* [EXERCISE GOAL]: Lines before the one containing "Objective — set a marker on each instance of the shirt" are left out; return that line and all lines after it, exactly, through the end of the records below.

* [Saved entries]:
━━━
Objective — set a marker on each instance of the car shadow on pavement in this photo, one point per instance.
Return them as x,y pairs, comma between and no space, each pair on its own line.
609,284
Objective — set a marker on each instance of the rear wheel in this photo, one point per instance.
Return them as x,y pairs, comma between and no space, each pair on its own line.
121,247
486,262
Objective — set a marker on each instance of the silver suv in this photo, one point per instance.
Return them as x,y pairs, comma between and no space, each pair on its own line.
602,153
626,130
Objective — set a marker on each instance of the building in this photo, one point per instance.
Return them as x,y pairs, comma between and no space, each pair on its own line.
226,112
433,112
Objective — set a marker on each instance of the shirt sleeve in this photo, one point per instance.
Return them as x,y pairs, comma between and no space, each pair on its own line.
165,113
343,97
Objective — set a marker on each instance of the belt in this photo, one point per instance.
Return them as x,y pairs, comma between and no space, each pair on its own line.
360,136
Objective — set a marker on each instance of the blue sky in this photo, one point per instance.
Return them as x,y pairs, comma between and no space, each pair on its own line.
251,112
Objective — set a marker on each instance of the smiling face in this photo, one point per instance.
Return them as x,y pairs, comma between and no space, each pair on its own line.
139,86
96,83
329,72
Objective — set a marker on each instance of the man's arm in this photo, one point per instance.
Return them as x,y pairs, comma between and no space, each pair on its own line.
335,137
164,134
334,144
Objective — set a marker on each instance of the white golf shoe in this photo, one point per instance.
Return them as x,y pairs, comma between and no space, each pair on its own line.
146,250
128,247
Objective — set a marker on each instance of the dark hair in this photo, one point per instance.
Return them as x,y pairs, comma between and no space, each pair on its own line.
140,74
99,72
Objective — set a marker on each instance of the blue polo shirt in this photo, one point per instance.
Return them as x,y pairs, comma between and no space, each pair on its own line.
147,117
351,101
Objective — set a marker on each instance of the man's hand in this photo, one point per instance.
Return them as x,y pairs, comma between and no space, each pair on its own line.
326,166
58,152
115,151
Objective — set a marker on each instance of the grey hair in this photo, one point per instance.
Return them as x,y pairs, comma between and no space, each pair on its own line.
━━━
* [SOLUTION BELOW]:
Objective — set a marker on each instance of the shirt sleeve in this photo, one point per instance.
Return them as x,y pairs, comma between and no space, each pair on its own line.
165,113
343,97
Objective — set a marker on each instance of the belt in this photo, one point per instance.
Return them as x,y pairs, comma between and no space, each pair on its own line.
360,136
Objective — set a marker on each instance of the blue sky in this photo, one point per instance.
Return them as x,y pairs, comma between and no space, each pair on its own line.
251,112
Objective — set a marker on each instance of the smiling face in this photo, one point per instance.
Return them as x,y pairs, comma between and no space, each pair on its own line.
139,86
96,83
329,72
Objective — set a marker on each instance of the man's arm in this photo, one point per instance.
Return them as x,y pairs, comma between and no space, each pair on its own line.
335,137
164,134
334,144
Objective — set a marker on each instance of the white golf shoe in this photo, one point per instance.
Return them as x,y pairs, comma between and no space, each pair on its own line.
146,250
128,247
Objective — set a marker on each instance of the dark hair in this photo, one point per instance.
Return them as x,y pairs, comma between and no space, each pair on its own line.
140,74
99,72
Objective — set a marker on each instance of the blue polo shirt in this photo, one point per instance.
Return them as x,y pairs, comma between and no space, each pair on its own line.
147,117
351,101
Objective — set a marker on each instance of the man's hand in this photo, one point per instance.
Return them as x,y pairs, comma between and no space, each pair on its own line.
326,166
58,152
115,151
Objective — set a marker on each instance of the grey hair in this photo, one point per instance.
Return them as x,y pairs, comma between and no space, each pair on its own line.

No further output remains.